I am vociferously passionate about good books. And I hate adverbs.

Book Review - The Salisbury Key, by Harper Fox

The Salisbury Key - Harper Fox

So. Here we are. And I am in no better condition today to review than I was the other day when I finished reading. There was pain and beauty, suffering and redemption, I can honestly say there was probably a little thing for everyone in this story.

 

Language-wise I am in awe, and that, my friends, happens only very seldom. All verbs were correct, both in usage and in tense (horrifyingly uncommon, these days), and the descriptor words used were far-reaching, mesmerizing, controlling me, the reader.

 

Fabulous. A lot of precision has gone into the choice of words here, and for me, that is such a bonus. I feel appreciated, as a reader, when my author goes the extra mile to deliver a fine, fine product. So thank you for that, too, Harper Fox. I'll be trawling your list of books soon.

▶ _EXERCISES_:
1. In the book review, what does the reviewer say they hate?
2. Rewrite the stretch of the book review from "The Salisbury Key - Harper" through "of books soon.", swapping "mesmerizing" for "captivating".

▶ _DATA LINES_:
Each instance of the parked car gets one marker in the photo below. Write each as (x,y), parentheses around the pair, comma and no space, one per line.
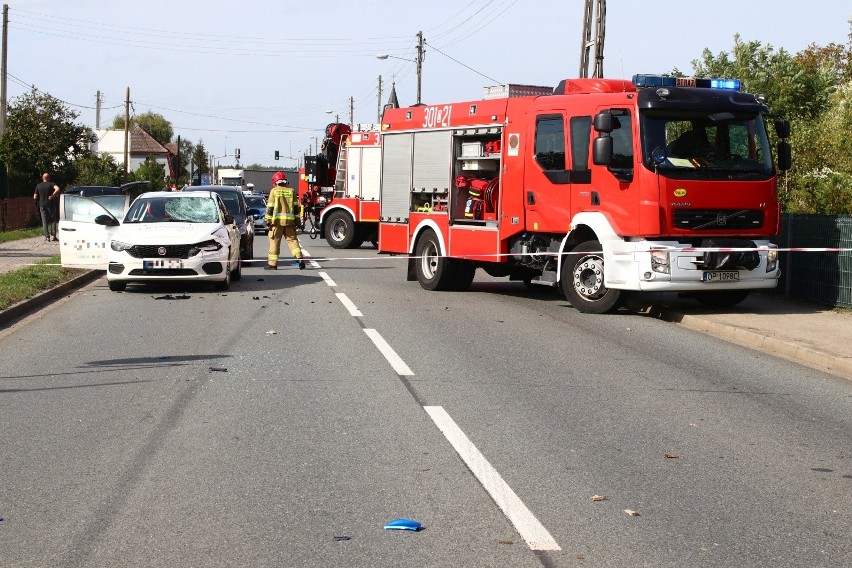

▶ _SOLUTIONS PER TASK_:
1. Adverbs.

2.
The Salisbury Key - Harper Fox

So. Here we are. And I am in no better condition today to review than I was the other day when I finished reading. There was pain and beauty, suffering and redemption, I can honestly say there was probably a little thing for everyone in this story.

 

Language-wise I am in awe, and that, my friends, happens only very seldom. All verbs were correct, both in usage and in tense (horrifyingly uncommon, these days), and the descriptor words used were far-reaching, captivating, controlling me, the reader.

 

Fabulous. A lot of precision has gone into the choice of words here, and for me, that is such a bonus. I feel appreciated, as a reader, when my author goes the extra mile to deliver a fine, fine product. So thank you for that, too, Harper Fox. I'll be trawling your list of books soon.